INSTRUCTIONS FOR THE TASK
Please count the lines in the items below that contain the string "black" and reply with that number only.

(Coordinate annotation records)
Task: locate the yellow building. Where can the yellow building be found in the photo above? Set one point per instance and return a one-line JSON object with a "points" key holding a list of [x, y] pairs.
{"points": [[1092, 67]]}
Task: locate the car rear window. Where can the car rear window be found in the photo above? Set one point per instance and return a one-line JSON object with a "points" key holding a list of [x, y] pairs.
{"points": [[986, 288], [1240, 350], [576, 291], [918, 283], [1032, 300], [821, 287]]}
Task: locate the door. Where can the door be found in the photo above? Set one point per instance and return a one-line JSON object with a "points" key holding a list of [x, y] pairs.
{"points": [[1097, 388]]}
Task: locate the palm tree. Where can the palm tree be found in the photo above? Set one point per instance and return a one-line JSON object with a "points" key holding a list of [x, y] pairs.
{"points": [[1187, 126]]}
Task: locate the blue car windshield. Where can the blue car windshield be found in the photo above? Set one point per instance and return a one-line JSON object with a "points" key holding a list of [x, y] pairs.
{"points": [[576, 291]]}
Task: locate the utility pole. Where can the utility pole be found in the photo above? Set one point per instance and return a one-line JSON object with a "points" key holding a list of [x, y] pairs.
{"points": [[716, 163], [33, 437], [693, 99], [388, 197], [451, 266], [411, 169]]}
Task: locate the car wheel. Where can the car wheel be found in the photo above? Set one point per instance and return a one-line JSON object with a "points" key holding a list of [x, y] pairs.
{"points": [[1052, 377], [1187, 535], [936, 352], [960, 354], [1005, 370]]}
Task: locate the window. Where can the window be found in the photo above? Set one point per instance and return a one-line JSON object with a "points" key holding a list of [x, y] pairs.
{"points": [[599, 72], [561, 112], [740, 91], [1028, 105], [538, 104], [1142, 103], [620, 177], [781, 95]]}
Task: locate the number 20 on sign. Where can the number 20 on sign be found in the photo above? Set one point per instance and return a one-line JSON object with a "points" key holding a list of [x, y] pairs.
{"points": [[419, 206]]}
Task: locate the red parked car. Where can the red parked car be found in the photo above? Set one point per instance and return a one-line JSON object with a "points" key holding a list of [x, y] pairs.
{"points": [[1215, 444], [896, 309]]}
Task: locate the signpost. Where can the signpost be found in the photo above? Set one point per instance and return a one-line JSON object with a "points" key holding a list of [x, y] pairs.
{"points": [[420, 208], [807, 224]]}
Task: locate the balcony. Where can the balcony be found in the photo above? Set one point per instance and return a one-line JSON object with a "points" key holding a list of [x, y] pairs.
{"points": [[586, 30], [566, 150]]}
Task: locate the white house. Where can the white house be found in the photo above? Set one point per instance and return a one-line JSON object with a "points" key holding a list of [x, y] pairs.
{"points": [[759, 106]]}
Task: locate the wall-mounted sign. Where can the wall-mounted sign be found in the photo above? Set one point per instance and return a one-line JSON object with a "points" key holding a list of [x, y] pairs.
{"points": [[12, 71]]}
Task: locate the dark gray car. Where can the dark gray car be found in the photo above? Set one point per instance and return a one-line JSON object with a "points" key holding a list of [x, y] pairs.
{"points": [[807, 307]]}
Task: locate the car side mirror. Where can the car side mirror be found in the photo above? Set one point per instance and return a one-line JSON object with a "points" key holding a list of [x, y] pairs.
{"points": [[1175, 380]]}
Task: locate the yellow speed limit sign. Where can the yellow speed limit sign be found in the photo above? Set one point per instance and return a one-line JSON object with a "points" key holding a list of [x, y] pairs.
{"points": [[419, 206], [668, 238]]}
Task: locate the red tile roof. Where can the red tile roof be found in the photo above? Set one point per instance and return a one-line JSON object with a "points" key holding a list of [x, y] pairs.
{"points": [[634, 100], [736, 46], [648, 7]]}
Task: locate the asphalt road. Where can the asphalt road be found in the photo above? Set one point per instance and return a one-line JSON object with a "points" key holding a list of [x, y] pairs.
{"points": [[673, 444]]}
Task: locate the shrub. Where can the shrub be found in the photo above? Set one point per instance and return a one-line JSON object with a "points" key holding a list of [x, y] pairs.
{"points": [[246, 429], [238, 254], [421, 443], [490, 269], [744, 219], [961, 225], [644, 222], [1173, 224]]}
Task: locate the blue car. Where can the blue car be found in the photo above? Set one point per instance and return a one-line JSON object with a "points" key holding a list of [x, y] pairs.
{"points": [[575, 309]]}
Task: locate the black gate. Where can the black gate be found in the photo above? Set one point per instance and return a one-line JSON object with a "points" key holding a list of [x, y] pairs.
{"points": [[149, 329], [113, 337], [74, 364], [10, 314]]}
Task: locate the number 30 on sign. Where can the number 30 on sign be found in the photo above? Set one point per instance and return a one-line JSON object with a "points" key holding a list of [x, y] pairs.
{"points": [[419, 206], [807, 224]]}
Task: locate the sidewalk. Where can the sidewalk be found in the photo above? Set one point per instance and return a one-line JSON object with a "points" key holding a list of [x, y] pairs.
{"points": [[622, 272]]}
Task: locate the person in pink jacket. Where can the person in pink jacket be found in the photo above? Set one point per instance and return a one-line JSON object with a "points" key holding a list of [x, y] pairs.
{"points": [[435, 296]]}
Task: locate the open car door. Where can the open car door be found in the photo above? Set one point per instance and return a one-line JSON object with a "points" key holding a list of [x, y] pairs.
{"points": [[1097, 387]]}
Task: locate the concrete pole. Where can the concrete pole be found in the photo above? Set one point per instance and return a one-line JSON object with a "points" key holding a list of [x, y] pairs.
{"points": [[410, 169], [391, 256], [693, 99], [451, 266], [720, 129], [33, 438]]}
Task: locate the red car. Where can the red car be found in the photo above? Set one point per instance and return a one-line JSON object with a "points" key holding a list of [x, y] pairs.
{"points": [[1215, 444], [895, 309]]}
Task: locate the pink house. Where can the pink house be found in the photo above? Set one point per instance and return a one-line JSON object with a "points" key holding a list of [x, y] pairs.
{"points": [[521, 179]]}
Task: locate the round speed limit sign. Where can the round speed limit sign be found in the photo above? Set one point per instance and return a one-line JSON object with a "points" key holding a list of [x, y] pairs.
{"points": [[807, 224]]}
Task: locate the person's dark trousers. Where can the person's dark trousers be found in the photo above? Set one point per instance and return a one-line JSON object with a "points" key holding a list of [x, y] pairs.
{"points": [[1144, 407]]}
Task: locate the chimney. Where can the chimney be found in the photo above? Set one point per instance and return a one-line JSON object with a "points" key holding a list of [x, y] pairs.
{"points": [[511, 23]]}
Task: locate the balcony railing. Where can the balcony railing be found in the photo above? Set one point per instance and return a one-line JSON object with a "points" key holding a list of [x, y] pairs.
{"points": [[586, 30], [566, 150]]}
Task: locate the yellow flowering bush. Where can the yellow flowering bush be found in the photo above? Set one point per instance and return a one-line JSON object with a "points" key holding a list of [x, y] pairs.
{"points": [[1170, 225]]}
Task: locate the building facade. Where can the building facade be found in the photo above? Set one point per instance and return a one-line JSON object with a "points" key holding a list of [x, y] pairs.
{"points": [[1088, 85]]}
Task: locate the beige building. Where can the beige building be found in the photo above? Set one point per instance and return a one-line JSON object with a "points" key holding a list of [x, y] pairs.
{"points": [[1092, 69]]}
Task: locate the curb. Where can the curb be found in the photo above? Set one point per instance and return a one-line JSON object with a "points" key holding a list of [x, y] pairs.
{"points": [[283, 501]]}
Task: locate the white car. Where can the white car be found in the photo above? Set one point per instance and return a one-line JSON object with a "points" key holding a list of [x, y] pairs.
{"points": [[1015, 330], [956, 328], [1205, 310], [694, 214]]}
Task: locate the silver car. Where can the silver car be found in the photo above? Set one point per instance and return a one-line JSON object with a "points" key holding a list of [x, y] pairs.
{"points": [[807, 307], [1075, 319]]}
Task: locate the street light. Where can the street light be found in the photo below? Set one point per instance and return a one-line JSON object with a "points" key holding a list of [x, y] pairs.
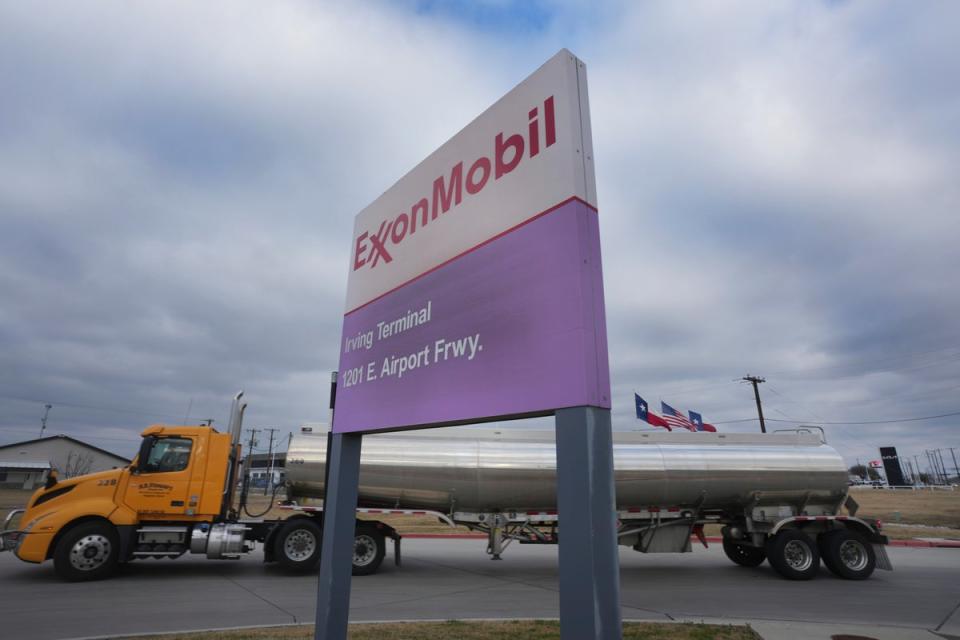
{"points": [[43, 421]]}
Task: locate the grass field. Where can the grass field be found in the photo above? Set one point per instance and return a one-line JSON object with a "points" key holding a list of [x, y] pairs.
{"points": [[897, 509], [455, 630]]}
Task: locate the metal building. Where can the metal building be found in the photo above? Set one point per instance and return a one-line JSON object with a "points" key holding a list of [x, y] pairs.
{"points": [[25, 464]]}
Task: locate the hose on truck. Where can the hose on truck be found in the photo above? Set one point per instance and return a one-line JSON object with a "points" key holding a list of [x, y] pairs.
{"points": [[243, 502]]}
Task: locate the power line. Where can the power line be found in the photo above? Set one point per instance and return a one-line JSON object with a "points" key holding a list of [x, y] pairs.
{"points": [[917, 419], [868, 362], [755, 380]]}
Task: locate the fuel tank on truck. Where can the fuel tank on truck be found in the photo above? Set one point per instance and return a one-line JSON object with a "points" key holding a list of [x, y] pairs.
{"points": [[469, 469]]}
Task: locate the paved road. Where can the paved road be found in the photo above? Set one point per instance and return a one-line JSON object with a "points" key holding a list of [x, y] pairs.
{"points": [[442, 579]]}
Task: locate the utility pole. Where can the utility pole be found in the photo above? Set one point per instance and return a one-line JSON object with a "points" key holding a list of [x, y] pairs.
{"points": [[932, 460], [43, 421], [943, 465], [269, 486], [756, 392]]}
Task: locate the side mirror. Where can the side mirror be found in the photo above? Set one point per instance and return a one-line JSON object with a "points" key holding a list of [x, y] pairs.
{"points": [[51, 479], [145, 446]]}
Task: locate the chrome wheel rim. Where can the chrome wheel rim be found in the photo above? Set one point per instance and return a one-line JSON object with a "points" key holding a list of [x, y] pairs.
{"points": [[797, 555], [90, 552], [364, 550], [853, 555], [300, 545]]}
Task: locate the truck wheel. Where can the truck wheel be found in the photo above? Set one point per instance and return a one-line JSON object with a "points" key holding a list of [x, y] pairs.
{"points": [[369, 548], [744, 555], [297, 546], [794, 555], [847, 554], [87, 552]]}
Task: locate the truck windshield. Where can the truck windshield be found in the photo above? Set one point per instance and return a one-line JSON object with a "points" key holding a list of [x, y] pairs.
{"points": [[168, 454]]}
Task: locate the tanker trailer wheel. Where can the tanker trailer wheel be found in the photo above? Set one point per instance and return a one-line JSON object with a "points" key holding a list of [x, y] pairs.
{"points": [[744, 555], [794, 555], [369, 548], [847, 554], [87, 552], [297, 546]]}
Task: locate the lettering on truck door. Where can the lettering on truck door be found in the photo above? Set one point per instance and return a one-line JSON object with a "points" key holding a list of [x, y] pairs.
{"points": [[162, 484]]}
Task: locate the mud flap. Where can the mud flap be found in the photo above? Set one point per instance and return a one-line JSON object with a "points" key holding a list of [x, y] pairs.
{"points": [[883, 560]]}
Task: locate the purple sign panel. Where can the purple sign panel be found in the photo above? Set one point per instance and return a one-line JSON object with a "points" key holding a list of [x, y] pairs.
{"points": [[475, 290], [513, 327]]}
---
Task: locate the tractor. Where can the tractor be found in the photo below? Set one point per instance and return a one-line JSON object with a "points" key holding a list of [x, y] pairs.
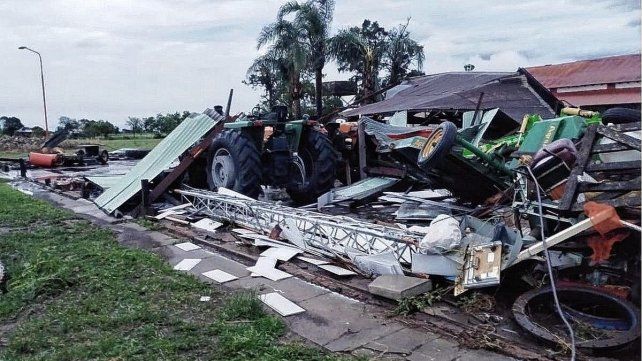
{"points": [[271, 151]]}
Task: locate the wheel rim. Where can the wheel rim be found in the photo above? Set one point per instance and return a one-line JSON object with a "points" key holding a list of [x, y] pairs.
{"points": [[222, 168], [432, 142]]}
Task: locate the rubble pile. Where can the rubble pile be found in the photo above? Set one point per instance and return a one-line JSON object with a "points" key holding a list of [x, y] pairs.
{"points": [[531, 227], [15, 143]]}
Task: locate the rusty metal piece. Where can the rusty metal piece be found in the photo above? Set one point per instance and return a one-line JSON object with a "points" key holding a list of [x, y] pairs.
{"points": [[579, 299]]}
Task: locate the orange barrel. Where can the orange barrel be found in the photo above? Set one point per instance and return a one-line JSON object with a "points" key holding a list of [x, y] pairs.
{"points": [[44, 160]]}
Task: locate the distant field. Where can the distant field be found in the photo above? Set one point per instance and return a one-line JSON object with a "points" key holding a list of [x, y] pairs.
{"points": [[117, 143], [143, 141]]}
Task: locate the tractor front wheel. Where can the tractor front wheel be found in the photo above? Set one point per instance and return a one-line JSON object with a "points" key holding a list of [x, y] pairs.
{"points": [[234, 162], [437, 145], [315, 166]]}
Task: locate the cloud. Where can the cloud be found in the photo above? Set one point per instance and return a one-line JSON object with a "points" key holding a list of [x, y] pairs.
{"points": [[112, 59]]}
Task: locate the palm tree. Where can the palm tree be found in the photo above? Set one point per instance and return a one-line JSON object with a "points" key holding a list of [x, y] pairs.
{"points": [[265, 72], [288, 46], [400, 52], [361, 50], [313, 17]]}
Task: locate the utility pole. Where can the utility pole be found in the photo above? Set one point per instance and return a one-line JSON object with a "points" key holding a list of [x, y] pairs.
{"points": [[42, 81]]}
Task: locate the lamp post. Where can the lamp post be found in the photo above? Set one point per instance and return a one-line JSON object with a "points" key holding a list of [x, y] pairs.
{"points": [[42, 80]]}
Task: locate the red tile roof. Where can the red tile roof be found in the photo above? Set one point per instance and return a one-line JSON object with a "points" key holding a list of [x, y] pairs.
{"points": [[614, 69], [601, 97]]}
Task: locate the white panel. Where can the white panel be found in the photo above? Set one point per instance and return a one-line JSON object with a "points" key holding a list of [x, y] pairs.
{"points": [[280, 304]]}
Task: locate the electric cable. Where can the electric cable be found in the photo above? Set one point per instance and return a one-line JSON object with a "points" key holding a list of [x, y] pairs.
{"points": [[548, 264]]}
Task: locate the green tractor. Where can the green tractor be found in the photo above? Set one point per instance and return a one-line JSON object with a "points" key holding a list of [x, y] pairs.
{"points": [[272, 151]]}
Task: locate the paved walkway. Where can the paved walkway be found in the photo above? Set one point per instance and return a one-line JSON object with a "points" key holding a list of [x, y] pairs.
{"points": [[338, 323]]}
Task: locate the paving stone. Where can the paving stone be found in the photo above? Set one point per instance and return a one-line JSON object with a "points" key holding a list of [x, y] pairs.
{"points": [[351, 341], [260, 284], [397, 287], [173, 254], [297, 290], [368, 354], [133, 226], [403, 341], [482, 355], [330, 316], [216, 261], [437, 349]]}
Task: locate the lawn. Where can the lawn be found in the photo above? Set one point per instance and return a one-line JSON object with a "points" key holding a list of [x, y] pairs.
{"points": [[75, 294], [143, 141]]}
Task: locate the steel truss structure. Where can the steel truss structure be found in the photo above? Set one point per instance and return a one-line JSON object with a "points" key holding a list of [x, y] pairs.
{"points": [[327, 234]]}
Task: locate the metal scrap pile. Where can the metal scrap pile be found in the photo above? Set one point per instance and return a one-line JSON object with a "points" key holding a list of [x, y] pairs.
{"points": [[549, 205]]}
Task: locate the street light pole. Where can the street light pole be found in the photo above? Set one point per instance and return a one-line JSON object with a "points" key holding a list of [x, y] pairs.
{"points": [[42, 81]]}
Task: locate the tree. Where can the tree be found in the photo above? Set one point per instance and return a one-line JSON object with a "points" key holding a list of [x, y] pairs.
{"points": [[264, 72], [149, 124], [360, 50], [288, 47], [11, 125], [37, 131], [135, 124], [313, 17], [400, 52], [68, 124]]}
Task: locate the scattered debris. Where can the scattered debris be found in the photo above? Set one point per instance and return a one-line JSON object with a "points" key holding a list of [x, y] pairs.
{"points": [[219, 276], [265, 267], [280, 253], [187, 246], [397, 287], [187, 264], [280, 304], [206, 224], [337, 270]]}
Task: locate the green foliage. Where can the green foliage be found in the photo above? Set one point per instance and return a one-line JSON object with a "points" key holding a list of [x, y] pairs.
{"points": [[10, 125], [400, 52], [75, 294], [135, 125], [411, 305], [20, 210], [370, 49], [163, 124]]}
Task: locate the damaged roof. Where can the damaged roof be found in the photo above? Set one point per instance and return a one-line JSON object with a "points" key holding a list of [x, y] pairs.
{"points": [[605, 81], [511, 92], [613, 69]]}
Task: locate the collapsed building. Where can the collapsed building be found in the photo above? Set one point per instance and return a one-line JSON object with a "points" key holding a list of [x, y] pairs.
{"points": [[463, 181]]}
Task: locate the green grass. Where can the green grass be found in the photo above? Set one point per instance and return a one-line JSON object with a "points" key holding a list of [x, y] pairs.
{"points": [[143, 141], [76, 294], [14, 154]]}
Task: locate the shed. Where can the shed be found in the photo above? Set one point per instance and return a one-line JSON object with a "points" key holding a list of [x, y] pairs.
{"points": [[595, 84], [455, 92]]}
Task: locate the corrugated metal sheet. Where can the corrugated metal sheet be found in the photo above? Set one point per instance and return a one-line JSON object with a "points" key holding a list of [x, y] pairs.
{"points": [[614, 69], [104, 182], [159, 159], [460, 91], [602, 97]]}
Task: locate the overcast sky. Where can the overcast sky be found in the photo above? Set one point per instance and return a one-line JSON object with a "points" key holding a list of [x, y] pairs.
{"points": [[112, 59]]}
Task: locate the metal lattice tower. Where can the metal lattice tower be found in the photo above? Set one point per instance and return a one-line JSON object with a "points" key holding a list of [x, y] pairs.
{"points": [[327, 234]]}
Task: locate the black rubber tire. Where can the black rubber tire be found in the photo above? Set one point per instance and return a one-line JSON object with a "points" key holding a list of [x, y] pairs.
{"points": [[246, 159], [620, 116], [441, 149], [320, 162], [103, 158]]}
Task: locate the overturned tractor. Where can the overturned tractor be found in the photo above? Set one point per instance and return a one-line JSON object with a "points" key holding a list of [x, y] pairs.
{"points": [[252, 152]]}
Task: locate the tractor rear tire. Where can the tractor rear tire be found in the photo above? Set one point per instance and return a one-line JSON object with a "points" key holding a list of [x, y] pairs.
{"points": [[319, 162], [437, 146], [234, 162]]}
--
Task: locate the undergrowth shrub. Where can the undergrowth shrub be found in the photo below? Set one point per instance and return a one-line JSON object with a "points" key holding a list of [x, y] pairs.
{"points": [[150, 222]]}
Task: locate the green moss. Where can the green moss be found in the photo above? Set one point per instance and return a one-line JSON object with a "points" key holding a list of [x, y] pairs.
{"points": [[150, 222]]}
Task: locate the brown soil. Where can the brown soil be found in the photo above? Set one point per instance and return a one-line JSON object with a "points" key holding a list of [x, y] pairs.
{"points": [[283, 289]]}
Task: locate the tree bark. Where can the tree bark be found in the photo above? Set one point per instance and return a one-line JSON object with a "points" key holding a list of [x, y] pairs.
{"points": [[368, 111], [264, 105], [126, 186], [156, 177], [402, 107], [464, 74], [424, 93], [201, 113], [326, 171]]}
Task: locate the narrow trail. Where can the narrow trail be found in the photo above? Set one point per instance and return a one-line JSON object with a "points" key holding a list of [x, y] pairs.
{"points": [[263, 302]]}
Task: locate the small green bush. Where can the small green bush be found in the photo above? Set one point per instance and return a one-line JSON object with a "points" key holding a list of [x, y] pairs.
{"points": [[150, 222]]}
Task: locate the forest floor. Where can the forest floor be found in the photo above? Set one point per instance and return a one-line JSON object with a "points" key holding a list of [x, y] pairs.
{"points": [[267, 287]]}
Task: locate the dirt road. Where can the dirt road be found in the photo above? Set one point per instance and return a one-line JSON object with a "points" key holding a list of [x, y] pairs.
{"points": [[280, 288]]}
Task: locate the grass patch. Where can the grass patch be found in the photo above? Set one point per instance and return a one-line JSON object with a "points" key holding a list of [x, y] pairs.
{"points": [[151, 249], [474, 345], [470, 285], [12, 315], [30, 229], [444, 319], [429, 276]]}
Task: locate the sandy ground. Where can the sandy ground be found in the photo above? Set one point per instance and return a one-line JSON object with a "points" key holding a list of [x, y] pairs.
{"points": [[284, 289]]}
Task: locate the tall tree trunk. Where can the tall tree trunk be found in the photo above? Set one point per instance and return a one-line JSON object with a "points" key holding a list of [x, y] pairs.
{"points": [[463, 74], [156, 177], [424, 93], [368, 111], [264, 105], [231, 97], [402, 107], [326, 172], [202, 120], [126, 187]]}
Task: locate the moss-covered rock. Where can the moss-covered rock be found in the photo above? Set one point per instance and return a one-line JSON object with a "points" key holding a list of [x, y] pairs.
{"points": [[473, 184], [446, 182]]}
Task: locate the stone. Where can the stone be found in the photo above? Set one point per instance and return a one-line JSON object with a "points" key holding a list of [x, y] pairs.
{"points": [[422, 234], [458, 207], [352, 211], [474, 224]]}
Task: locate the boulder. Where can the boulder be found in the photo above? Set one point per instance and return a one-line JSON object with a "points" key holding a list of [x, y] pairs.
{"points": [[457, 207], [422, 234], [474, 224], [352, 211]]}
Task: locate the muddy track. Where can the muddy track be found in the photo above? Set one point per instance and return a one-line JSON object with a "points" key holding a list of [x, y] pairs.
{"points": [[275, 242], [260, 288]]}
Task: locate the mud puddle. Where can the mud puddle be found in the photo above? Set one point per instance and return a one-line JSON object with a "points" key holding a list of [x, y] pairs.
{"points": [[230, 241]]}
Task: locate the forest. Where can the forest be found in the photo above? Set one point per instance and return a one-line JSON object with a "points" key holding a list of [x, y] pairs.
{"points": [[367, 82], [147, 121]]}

TASK RESPONSE
2